An invasive species is an alien [non-native] species whose introduction does or is likely to cause economic or environmental harm or harm to human health (Executive Order 13112). Species invasions are one of the main ecological consequences of global changes in climate and land use. Most invasions over the past several centuries have involved species transported directly or indirectly by humans.
The USDA Forest Service Invasive Species Program's goal is to reduce, minimize, or eliminate the potential for introduction, establishment, spread, and impact of invasive species across all landscapes and ownerships. The Invasive Species Program integrates many divisions of the agency.
Forest Health Protection, a part of State and Private Forestry, has over 250 specialists in the areas of forest entomology, forest pathology, invasive plants, pesticide use, survey and monitoring, suppression and control, assessment and applied sciences, and other forest health-related services, protecting the forests from invasive insects, pathogens, and plants.

☆ ☆ ☆ ☆ ☆

* ASSIGNMENT *
How would the passage on invasive species and the Forest Service program go on? Extend it from its last sentence. None of the rows have any bearing on this.

☆ ☆ ☆ ☆ ☆

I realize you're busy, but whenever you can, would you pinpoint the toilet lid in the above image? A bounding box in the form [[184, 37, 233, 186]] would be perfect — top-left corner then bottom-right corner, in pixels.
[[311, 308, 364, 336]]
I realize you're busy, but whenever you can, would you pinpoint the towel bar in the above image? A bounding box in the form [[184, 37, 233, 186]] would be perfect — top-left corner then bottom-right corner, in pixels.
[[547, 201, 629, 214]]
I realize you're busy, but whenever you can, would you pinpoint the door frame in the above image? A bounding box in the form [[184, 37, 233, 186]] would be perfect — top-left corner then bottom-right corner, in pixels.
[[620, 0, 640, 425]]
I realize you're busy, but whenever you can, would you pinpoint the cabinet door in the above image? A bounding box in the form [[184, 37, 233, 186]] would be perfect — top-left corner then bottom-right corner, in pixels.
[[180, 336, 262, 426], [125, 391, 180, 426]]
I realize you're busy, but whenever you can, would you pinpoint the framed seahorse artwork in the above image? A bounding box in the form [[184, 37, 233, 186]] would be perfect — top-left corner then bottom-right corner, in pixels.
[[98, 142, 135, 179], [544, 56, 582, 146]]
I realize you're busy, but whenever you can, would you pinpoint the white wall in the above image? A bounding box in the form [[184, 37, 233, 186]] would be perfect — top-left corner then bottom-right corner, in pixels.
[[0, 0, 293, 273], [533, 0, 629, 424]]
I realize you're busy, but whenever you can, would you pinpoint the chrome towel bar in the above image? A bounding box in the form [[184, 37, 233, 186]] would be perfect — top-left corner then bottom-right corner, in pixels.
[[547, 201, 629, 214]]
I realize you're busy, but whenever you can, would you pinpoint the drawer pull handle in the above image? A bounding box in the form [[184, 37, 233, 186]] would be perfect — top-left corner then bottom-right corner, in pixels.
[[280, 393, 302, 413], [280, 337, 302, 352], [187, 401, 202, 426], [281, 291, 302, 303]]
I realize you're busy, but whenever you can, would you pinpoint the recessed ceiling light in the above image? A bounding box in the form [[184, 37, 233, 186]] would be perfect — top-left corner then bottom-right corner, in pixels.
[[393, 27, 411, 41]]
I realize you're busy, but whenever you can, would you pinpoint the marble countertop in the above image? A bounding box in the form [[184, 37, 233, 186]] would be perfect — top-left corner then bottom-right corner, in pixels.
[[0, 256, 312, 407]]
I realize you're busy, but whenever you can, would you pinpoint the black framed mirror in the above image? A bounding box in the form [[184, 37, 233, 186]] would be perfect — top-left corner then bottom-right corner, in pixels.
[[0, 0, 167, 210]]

☆ ☆ ☆ ☆ ☆

* ANSWER SPACE *
The 2013 Forest Service National Strategic Framework for Invasive Species Management provides a consistent, agency-wide approach to the prevention, detection, and control of invasive insects, pathogens, plants, wildlife, and fish.
The Framework incorporates the Invasive Species Systems Approach (ISSA) developed by the Forest Service to respond to threats over the next 5 to 10 years.
Native Forest Insects and Diseases
Native insects and pathogens are an important part of a healthy forest ecosystem, but when environmental and biological conditions favor their development into outbreak status they can cause significant losses to forests. Several of these insects and pathogens, such as bark beetles and root diseases, have had extensive impacts forests in western and southern forests.